(保存された記録)
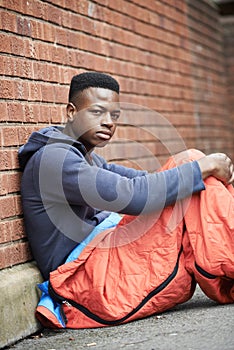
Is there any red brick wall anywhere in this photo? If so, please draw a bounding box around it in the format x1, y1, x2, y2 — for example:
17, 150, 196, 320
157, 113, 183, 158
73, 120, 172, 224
221, 15, 234, 151
187, 0, 234, 157
0, 0, 233, 268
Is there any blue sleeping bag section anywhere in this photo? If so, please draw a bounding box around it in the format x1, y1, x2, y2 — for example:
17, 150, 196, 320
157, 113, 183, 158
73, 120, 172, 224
38, 213, 122, 328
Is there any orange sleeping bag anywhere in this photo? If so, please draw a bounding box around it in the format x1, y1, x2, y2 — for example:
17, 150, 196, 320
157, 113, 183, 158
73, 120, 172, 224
36, 151, 234, 328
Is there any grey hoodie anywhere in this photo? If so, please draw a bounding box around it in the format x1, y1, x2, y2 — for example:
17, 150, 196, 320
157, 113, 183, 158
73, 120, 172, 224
19, 126, 205, 279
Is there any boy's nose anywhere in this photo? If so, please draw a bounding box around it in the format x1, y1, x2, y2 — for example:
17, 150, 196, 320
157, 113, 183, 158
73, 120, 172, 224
101, 112, 114, 127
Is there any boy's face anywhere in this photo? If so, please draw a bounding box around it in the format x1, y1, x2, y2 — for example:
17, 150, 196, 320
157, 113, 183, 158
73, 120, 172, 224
67, 87, 120, 151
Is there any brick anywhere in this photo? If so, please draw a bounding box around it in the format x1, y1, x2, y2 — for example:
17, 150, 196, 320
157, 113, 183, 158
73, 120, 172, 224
0, 172, 21, 195
0, 195, 22, 219
0, 242, 32, 269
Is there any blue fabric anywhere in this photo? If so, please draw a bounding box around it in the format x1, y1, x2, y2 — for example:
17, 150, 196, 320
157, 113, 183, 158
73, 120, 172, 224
38, 213, 121, 328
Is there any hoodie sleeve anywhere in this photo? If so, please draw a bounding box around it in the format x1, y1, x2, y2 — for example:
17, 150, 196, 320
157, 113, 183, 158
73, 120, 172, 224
37, 145, 205, 215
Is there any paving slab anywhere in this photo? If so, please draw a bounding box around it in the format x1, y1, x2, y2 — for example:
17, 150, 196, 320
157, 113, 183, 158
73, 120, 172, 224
5, 288, 234, 350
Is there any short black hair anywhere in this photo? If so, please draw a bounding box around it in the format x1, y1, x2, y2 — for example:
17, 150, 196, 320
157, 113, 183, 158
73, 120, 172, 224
68, 72, 119, 102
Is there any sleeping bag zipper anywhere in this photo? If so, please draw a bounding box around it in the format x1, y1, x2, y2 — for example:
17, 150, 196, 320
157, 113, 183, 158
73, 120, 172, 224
48, 247, 183, 326
195, 262, 217, 279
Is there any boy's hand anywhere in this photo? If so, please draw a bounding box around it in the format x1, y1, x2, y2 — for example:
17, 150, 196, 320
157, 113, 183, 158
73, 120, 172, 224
197, 153, 234, 184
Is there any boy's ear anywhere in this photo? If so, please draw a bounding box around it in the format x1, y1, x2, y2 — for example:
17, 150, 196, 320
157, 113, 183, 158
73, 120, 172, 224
67, 102, 76, 122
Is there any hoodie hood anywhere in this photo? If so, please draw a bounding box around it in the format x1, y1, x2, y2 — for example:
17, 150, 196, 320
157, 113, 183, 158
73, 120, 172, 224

> _やること_:
上の記録をすべて、一字も変えずに書き写してもらえますか？画像は省いてください。

> _最終回答_:
Is there any red brick wall anywhere in this photo? If so, please draw a bounding box around it in the format x1, y1, x2, y2 — for example:
17, 150, 196, 320
157, 113, 183, 158
73, 120, 172, 224
221, 15, 234, 151
187, 0, 234, 157
0, 0, 233, 268
Is there any blue sleeping bag section anywhere in this photo? If so, please draw a bounding box around it in the format x1, y1, x2, y2 — for example:
17, 150, 196, 320
157, 113, 183, 158
73, 120, 172, 224
38, 213, 122, 328
Is there any orange sleeping bag anywhere in this photo? If so, please draw a bounding box around it in the format x1, y1, x2, y2 — for example:
17, 150, 196, 320
157, 113, 183, 158
73, 120, 172, 224
36, 151, 234, 328
Is there any grey hoodie anywhere in this photo? If so, please draw a bounding box around it in the format x1, y1, x2, y2 — for example:
17, 150, 196, 320
157, 113, 183, 158
73, 120, 172, 224
19, 126, 205, 279
Is there any boy's nose anywhere in this photo? If so, please draw a bounding box around it in the format x1, y1, x2, y2 — for example:
17, 150, 196, 320
157, 113, 183, 158
73, 120, 172, 224
101, 112, 114, 127
Is there any boy's face anywhere in this photo? If so, please draw a bounding box around it in the format x1, y1, x2, y2 — for example:
17, 150, 196, 320
157, 113, 183, 158
73, 120, 172, 224
67, 87, 120, 151
Is there any brick anywhere in this photo? If so, please draw a bounding box around it in the format x1, y1, x2, y2 — for example:
17, 150, 196, 320
157, 113, 183, 158
73, 120, 172, 224
0, 172, 21, 195
0, 195, 22, 219
0, 242, 32, 269
Is there any blue fabric anywhere in this photo? If so, please draw a bounding box around it in the format x1, y1, x2, y2 — for example:
17, 150, 196, 320
157, 113, 183, 158
73, 120, 172, 224
38, 213, 121, 328
Is there any hoodie sleeve anywhere in this photo? If so, please draw a bounding box around it in the format x1, y1, x2, y2 — for example:
17, 150, 196, 320
157, 113, 183, 158
73, 120, 172, 224
37, 145, 205, 215
Is there any paving slab anywhere in this photo? If so, please draw a bounding box around it in the format x1, y1, x2, y2 — for example:
17, 150, 196, 320
157, 113, 183, 158
73, 120, 172, 224
5, 288, 234, 350
Is there any short black hair anywhere in this photo? If so, please draw a bounding box around it in the format x1, y1, x2, y2 — for example:
17, 150, 196, 320
157, 113, 183, 158
73, 120, 172, 224
68, 72, 119, 102
Is there any sleeping bag zipper anywhere in this photo? If so, please draw a bounding box around it in the format x1, y1, x2, y2 — for example:
17, 150, 196, 320
157, 113, 183, 158
73, 120, 172, 224
48, 247, 183, 326
195, 262, 217, 279
Is there any boy's hand anywhere in this photo? If so, please draw a bounding box around it in the format x1, y1, x2, y2 — for example:
17, 150, 196, 320
157, 113, 183, 158
73, 120, 172, 224
197, 153, 234, 184
Is there any boy's ear anywhere in this photo? If so, please draw a bounding box around it in the format x1, y1, x2, y2 — for example:
17, 150, 196, 320
157, 113, 183, 158
73, 120, 172, 224
67, 102, 76, 122
Is there any hoodie hood anywhere in this photo? If so, please draw a bounding box around it in the format x1, y1, x2, y2 — for example:
17, 150, 196, 320
157, 113, 183, 158
73, 120, 172, 224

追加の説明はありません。